_Exercise material_
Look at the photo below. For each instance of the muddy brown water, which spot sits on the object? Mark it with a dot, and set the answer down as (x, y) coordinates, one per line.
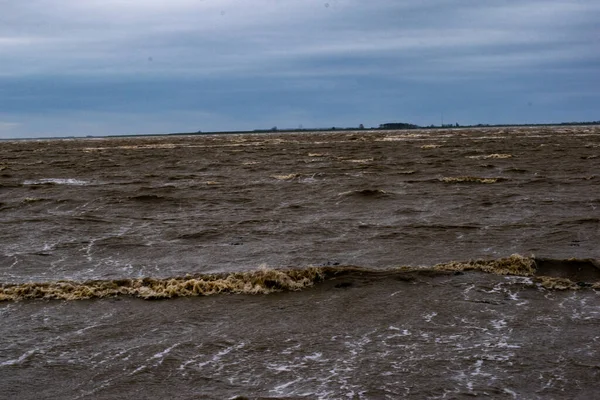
(157, 207)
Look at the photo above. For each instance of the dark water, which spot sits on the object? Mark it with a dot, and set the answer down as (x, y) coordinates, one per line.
(131, 208)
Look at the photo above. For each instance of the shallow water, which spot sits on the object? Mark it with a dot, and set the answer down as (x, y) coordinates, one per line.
(134, 208)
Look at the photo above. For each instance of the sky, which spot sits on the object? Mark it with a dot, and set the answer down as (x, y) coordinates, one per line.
(108, 67)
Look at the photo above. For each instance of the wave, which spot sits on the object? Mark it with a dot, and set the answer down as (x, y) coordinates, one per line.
(569, 274)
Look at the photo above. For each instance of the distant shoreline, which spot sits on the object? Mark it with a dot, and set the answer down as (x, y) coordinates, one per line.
(332, 129)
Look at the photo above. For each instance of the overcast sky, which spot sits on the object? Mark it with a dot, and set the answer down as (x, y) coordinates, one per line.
(94, 67)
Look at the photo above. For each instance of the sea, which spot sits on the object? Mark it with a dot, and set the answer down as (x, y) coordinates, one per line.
(372, 264)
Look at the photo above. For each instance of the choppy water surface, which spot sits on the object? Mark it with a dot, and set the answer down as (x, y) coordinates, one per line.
(136, 211)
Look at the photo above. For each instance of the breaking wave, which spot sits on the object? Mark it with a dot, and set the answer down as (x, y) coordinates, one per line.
(569, 274)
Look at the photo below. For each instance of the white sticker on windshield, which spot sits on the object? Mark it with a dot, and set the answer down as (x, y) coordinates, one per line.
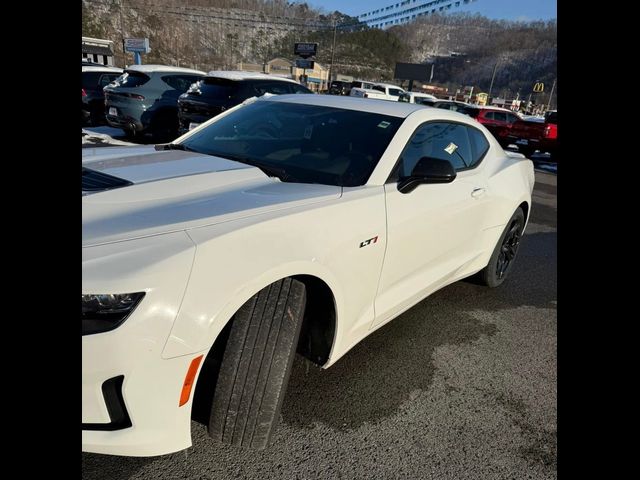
(452, 147)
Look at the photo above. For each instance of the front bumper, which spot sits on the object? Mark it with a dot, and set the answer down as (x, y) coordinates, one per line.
(130, 394)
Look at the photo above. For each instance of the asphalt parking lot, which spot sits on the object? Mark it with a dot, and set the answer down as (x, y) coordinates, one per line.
(462, 386)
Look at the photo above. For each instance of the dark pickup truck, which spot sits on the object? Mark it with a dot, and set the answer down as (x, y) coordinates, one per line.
(531, 136)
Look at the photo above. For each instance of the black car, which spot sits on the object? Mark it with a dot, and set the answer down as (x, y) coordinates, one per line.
(94, 79)
(338, 87)
(145, 100)
(452, 105)
(221, 90)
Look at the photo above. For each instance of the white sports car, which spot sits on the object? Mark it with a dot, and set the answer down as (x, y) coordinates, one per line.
(290, 223)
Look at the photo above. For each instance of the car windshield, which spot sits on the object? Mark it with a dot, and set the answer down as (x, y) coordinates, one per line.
(300, 143)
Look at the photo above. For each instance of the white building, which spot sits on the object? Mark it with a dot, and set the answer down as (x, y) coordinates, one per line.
(406, 11)
(97, 50)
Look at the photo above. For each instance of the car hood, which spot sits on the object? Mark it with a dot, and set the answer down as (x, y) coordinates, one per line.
(176, 190)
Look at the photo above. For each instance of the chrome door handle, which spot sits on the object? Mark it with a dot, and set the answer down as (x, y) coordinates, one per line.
(478, 192)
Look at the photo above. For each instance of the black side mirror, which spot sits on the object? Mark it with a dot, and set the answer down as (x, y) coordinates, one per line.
(427, 170)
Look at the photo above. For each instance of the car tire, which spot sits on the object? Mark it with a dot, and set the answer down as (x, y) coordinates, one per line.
(256, 365)
(506, 250)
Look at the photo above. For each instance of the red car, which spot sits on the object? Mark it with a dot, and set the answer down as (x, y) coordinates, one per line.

_Activity_
Write every record out again exactly, omitting the pictures they hold.

_Response area_
Look at the photo below. For each instance of the muddy brown water, which spot sits on the object? Mark it with a dot, and set the answer down as (x, y) coordinates, one per line.
(157, 207)
Look at the photo above. For each instance of the dark water, which spot sits on the object? Mark it with a dot, and set the answer down as (x, y) coordinates, one per line.
(131, 208)
Look at the photo above. For each instance of the shallow water, which spot sits on the object? Mark it with a dot, and set the answer down as (x, y) coordinates, one per line.
(134, 208)
Look at the photo above. For each instance of the sky, which spot sits on the object? Mark it with a dot, and set the answer down as (x, y) coordinates, one per line.
(108, 67)
Look at the photo above. For each instance of the wave, which spot sits on the object? Mark it with a dot, and set the answer down as (x, y) coordinates, one per line.
(569, 274)
Look at the photo above. For each instance of the distant shoreline, which spot sits on the object? Mark it with a dot, and set the answer down as (x, y) coordinates, one per line.
(332, 129)
Look at the photo above. For each instance of the overcast sky, which spot sits on the object? Mark it with a dot, and set the answer down as (x, y) coordinates, one per line.
(94, 67)
Look at the photo above. For each instance of the sea, which spot sits on the object? Mark it with a dot, and set the answer down as (x, y) coordinates, one per line.
(372, 264)
Look at the photo above. For each instance of the choppy water surface, which spot sits on the object? Mark it with a dot, and set the answer down as (x, y) coordinates, one per line.
(136, 211)
Look at the photo above. For each instance of the breaking wave, which spot sits on the object? Mark it with a dot, and set the answer down as (x, y) coordinates, one per line.
(569, 274)
Look at the photo below. For each instance of the white sticker on windshield, which spot sits on the object? Mark it with a dot, and set the answer down as (x, y) coordinates, one per line.
(452, 147)
Look at the photo above. For each instance of the front bumper, which spot sits on the object? Mark it with a dot, and set the answer down as (x, y) coordinates, one per line.
(130, 394)
Look at the photo above. For each instance of the asphalt parking lot, which spot sits on the object? Mark it with a dot, and set the answer down as (x, y) coordinates, one per line.
(462, 386)
Look at the photo above. For each instance of the dark pickup truck, which spot sits on the object? Mark it with a dot, and set the answer down as (x, y) coordinates, one per line.
(531, 136)
Look at the photo above. For each instance of the black car, which spot sits on the object? Mark it with a dot, and set the answer down as (x, y) coordinates, one per line.
(94, 79)
(338, 87)
(145, 100)
(452, 105)
(221, 90)
Look at the photo above. For each instance of the white sports car, which spot sits on the object? Mark it with a dot, and set the answer down as (x, y) coordinates, one per line.
(290, 223)
Look at the photo above. For each instance of the car windshield, which spot sits on the object? Mark it with a dot, and set the answer down as (x, y) coordinates, one per line.
(300, 143)
Look at the photo above. For each instance of the white building, which spot sits on the object? Mark it with a dot, and set the answer down as (x, y) coordinates, one per line.
(406, 11)
(97, 50)
Look at the photo above. For each instance of the car hood, which spot sits on the object? Mark it with a dot, and set the answer down as (x, y) coordinates, one per line.
(176, 190)
Look at the photo above. For each instance of the chrome door handle, which spot sits on the object? Mark it with a dot, and set the answer down as (x, y) coordinates, one per line.
(478, 192)
Look at the photo above. For each instance of the black side mirror, which spot sits on the object? Mark it with a dot, and set the answer down as (x, y) coordinates, one per line.
(427, 170)
Look at the photo above. For each instance of the car tire, which spot sits on the object? Mark it with a dot, and set the answer down as (x, y) coordinates, one per line.
(256, 365)
(506, 250)
Look at the photo above. For each instance of the red car, which spot sits on the object? Mark it with a dot, and set the answer down as (x, y) coordinates, one per line.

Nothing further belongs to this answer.